PROVIDED MATERIAL:
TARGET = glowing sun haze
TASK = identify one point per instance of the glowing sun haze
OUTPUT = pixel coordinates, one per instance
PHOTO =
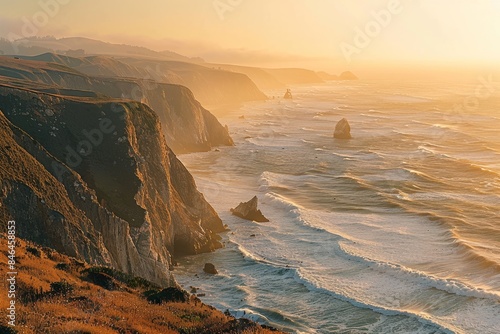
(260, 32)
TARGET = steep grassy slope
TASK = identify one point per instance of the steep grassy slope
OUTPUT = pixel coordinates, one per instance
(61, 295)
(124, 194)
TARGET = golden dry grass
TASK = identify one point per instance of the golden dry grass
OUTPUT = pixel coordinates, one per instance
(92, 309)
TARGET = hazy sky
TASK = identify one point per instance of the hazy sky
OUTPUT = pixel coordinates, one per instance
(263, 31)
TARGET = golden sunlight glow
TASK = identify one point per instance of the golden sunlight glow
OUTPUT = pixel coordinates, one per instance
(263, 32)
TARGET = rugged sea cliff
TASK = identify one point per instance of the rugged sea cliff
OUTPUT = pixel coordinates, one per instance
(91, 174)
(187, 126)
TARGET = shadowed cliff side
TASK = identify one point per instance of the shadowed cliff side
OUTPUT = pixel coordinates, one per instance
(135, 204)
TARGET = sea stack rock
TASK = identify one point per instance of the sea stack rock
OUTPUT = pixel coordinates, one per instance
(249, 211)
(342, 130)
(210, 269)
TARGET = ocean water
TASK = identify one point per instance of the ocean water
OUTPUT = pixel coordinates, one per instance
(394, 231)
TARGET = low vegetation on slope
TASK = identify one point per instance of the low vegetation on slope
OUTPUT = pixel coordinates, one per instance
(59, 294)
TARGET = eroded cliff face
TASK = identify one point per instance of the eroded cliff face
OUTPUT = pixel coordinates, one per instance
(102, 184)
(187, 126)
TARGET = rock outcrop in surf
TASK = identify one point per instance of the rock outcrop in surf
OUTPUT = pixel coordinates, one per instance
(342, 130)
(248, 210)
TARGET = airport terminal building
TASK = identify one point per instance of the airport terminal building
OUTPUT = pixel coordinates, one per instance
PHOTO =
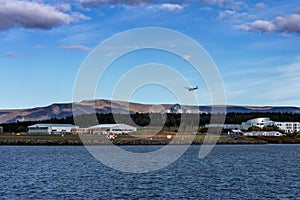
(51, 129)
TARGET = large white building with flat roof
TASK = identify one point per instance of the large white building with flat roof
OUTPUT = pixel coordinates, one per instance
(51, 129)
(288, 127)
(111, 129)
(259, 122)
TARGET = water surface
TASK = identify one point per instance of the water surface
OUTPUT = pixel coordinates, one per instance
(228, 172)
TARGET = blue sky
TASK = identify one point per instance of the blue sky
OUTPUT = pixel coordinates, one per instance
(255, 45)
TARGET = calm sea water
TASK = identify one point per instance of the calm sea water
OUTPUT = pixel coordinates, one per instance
==
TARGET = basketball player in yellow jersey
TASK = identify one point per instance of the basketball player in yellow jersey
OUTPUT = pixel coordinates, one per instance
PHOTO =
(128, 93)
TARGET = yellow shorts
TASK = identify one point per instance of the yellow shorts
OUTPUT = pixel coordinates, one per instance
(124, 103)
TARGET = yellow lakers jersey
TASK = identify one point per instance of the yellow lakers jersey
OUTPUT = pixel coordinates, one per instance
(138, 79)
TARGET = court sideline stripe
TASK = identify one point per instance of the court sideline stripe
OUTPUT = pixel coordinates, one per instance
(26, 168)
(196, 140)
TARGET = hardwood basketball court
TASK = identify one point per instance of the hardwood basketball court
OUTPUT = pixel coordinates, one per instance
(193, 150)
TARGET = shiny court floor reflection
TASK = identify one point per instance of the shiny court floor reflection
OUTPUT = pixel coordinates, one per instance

TASK TO CARRY OUT: Show all lines from the data above in which the word "with" appears.

REPLY TO THE TASK:
TARGET = large white building with flat roof
TASK = identify one point per instance of the large white building with flat roof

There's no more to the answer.